Cuore di vetro – meaning crystal heart – is the name of a delicious gelateria, situated on Simon-Dach Straße, in the mythical Friedrichshain area. A film of the legendary director Werner Herzog inspires the name of this unique ice-cream store. 

This little shop is like a hidden jewel. The guy serving the extraordinary ice-cream excels not only in his capacity of receiving greedy and curious customers – but his products also throw back to magical Italian settings, together with a sense of light-heartedness, pure kindness, and boundless joy. During lockdown, this is one of the places I miss the most. The vivacity of the city has cooled down; our hearts are momentarily crystallised. Hopefully, they will soon shine again!


Every morning, I have my self-made ritual in Berlin:  

  • grabbing a warm drink at a little street-corner to warm up my body in this cold city, and to prepare for a sedentary office day.
  • striding from my studio apartment to the nearby train station whilst enjoying the diverse architecture and people that make up this eclectic city.

▶ SOURCE MATERIAL

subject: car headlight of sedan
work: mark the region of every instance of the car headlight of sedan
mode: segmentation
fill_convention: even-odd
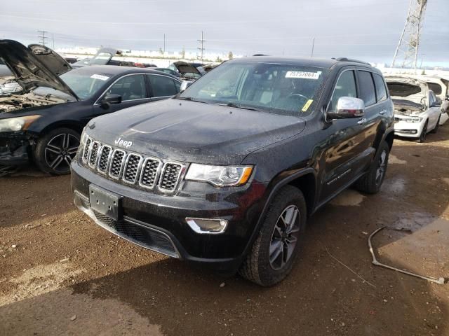
[[[404,119],[406,122],[412,122],[414,124],[417,124],[418,122],[421,122],[422,121],[422,117],[409,117],[406,119]]]
[[[0,119],[0,132],[25,131],[39,118],[41,115],[36,115]]]
[[[186,180],[208,182],[215,187],[232,187],[246,183],[253,166],[210,166],[192,163]]]

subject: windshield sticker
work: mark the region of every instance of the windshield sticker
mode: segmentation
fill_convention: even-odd
[[[311,103],[313,102],[314,102],[314,99],[309,99],[307,102],[304,104],[304,106],[302,106],[302,109],[301,111],[302,112],[306,112],[307,109],[310,107],[310,105],[311,105]]]
[[[91,78],[100,79],[100,80],[107,80],[108,79],[109,79],[109,78],[107,76],[97,75],[96,74],[95,75],[92,75]]]
[[[287,74],[286,74],[286,78],[318,79],[321,74],[321,71],[287,71]]]

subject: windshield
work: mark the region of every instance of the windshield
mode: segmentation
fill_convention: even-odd
[[[179,99],[288,115],[313,111],[328,74],[321,68],[259,62],[224,63]]]
[[[100,75],[72,71],[60,77],[81,100],[86,100],[93,96],[111,76],[109,74]]]

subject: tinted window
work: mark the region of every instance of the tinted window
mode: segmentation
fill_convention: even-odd
[[[441,87],[436,83],[427,83],[429,88],[434,91],[435,94],[441,94]]]
[[[147,98],[147,89],[143,75],[126,76],[117,80],[106,92],[119,94],[122,100]]]
[[[149,83],[153,90],[153,97],[174,96],[179,92],[175,80],[165,76],[149,75]]]
[[[376,85],[376,92],[377,94],[377,102],[382,102],[385,100],[388,95],[387,94],[387,89],[385,88],[385,83],[380,75],[377,74],[373,74],[374,78],[374,83]]]
[[[335,111],[338,99],[342,97],[357,97],[357,89],[356,88],[356,79],[353,71],[343,72],[335,85],[334,92],[330,99],[329,111]]]
[[[369,106],[376,102],[376,92],[371,73],[358,71],[358,85],[360,85],[360,98],[365,102],[365,106]]]

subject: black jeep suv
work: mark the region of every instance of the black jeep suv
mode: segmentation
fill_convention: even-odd
[[[234,59],[172,99],[91,120],[74,202],[136,244],[270,286],[290,271],[307,216],[352,184],[379,191],[393,131],[367,63]]]

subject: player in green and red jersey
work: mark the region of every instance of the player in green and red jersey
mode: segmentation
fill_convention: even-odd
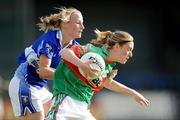
[[[91,98],[103,87],[119,93],[127,93],[135,97],[141,105],[149,105],[149,101],[137,91],[116,82],[113,78],[117,70],[113,70],[116,63],[125,64],[132,57],[134,49],[133,37],[124,31],[100,32],[95,31],[97,39],[92,40],[93,44],[85,46],[72,45],[63,49],[61,62],[55,72],[53,81],[53,102],[47,115],[47,120],[93,120],[95,119],[88,110]],[[95,52],[105,60],[105,71],[99,79],[89,84],[87,77],[83,77],[78,67],[84,69],[87,63],[80,60],[87,52]],[[76,61],[74,64],[71,61]],[[85,69],[84,69],[85,71]],[[88,76],[88,74],[86,74]]]

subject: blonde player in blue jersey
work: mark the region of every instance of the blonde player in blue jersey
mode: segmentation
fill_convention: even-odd
[[[85,46],[71,45],[61,51],[61,62],[53,80],[53,101],[48,112],[47,120],[95,120],[88,110],[94,93],[103,87],[129,94],[140,105],[149,105],[149,101],[136,90],[117,81],[114,77],[117,70],[113,70],[116,63],[125,64],[132,57],[134,49],[133,37],[124,31],[95,31],[97,39],[93,44]],[[87,79],[82,76],[78,68],[84,66],[81,56],[87,52],[94,52],[104,59],[105,70],[98,79]],[[76,61],[73,62],[72,61]]]
[[[69,44],[78,44],[75,38],[81,38],[84,29],[81,12],[65,7],[58,10],[58,13],[41,18],[39,27],[45,33],[18,58],[19,66],[9,84],[9,96],[17,119],[44,120],[43,105],[52,98],[45,87],[47,80],[53,80],[61,61],[60,51]]]

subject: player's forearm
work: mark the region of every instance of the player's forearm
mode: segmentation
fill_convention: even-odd
[[[50,67],[43,67],[39,69],[39,77],[41,79],[53,80],[55,69]]]
[[[75,53],[68,48],[61,51],[61,57],[78,67],[83,64],[83,62],[75,55]]]
[[[129,94],[129,95],[135,94],[135,90],[133,90],[119,82],[116,82],[115,80],[112,80],[109,84],[107,84],[105,86],[105,88],[115,91],[115,92],[125,93],[125,94]]]

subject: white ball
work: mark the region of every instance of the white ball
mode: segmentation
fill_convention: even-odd
[[[93,80],[93,79],[97,79],[99,78],[103,71],[105,70],[105,62],[104,62],[104,59],[97,53],[93,53],[93,52],[88,52],[86,54],[84,54],[82,57],[81,57],[81,60],[84,61],[84,62],[87,62],[87,61],[90,61],[90,60],[93,60],[94,62],[90,64],[90,66],[93,68],[93,69],[96,69],[98,70],[99,72],[97,72],[96,74],[92,74],[92,75],[89,75],[87,77],[88,80]],[[85,74],[84,72],[81,70],[81,68],[79,68],[79,72],[85,77]]]

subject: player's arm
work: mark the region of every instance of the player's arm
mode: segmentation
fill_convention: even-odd
[[[104,84],[104,87],[115,92],[129,94],[133,96],[136,102],[138,102],[140,105],[145,105],[145,106],[149,105],[149,101],[140,93],[115,80],[109,80],[109,82]]]
[[[55,69],[50,67],[51,59],[45,55],[40,55],[39,58],[39,77],[41,79],[53,80]]]
[[[78,47],[78,46],[77,46]],[[78,50],[80,51],[80,50]],[[72,48],[64,48],[61,50],[61,57],[68,61],[71,62],[72,64],[74,64],[77,67],[80,67],[86,76],[88,76],[89,74],[92,74],[93,72],[96,72],[97,70],[94,70],[91,68],[90,64],[93,61],[88,61],[88,62],[83,62],[81,61],[81,59],[79,57],[77,57],[77,52],[75,50],[73,50]]]

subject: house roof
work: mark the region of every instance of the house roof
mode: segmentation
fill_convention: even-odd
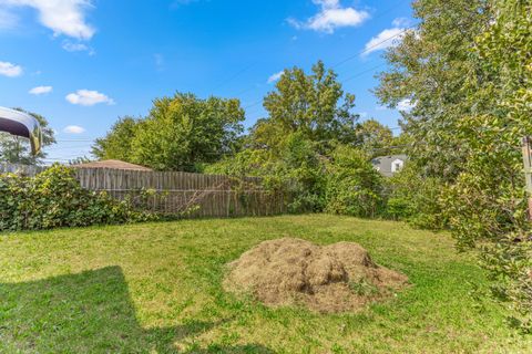
[[[379,173],[382,176],[391,177],[391,176],[393,176],[393,173],[391,170],[391,164],[393,164],[393,162],[396,162],[398,159],[405,163],[408,159],[408,156],[405,155],[405,154],[379,156],[379,157],[374,158],[371,160],[371,164],[374,165],[375,168],[377,168],[379,170]]]
[[[101,162],[93,162],[80,165],[73,165],[74,168],[112,168],[112,169],[133,169],[133,170],[153,170],[151,168],[121,162],[120,159],[104,159]]]

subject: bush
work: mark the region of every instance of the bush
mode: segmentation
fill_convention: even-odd
[[[0,231],[123,223],[153,219],[106,192],[83,189],[74,171],[53,166],[35,177],[0,175]]]
[[[423,177],[416,164],[408,164],[388,179],[387,189],[387,217],[405,220],[422,229],[439,230],[447,227],[448,221],[440,202],[442,181],[434,177]]]
[[[326,211],[375,217],[381,207],[382,177],[362,152],[339,146],[327,165]]]

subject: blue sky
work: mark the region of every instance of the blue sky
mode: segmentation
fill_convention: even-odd
[[[63,160],[176,91],[238,97],[249,127],[276,73],[324,60],[358,113],[397,127],[370,90],[410,23],[408,0],[0,0],[0,105],[44,115]]]

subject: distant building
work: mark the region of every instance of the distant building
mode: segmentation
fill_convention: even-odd
[[[371,164],[382,176],[391,177],[405,167],[407,159],[407,155],[379,156],[374,158]]]
[[[121,162],[120,159],[104,159],[101,162],[92,162],[80,165],[72,165],[74,168],[112,168],[112,169],[130,169],[130,170],[153,170],[151,168]]]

▶ WHAT THE EXERCISE ASKS
Please answer from the gelateria text: what inspired the name of the ice-cream store?

▶ OUTPUT OF THE TASK
A film by the director Werner Herzog.